> [Required work]: In your copy, leave out the pictures and repeat every record exactly.

═══ Data shown ═══

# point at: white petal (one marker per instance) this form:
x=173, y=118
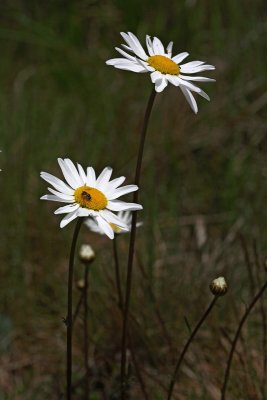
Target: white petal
x=67, y=174
x=158, y=47
x=115, y=183
x=193, y=70
x=104, y=177
x=91, y=178
x=67, y=197
x=189, y=85
x=68, y=218
x=82, y=174
x=169, y=49
x=180, y=57
x=74, y=171
x=173, y=80
x=196, y=78
x=86, y=212
x=93, y=225
x=194, y=88
x=106, y=228
x=138, y=45
x=193, y=64
x=160, y=84
x=52, y=197
x=134, y=67
x=57, y=183
x=122, y=191
x=134, y=44
x=149, y=46
x=190, y=98
x=67, y=209
x=118, y=205
x=121, y=61
x=155, y=76
x=125, y=54
x=113, y=219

═══

> [Result of the task]:
# point at: white petal (one marker per instance) this form:
x=173, y=118
Target: white petal
x=67, y=174
x=158, y=47
x=115, y=183
x=193, y=70
x=104, y=177
x=91, y=178
x=67, y=197
x=189, y=85
x=68, y=218
x=82, y=174
x=169, y=49
x=180, y=57
x=74, y=171
x=173, y=80
x=196, y=78
x=86, y=212
x=93, y=225
x=194, y=88
x=106, y=228
x=138, y=45
x=193, y=64
x=160, y=84
x=52, y=197
x=134, y=67
x=57, y=183
x=122, y=191
x=134, y=44
x=149, y=46
x=190, y=98
x=67, y=209
x=118, y=205
x=121, y=61
x=155, y=76
x=125, y=54
x=113, y=219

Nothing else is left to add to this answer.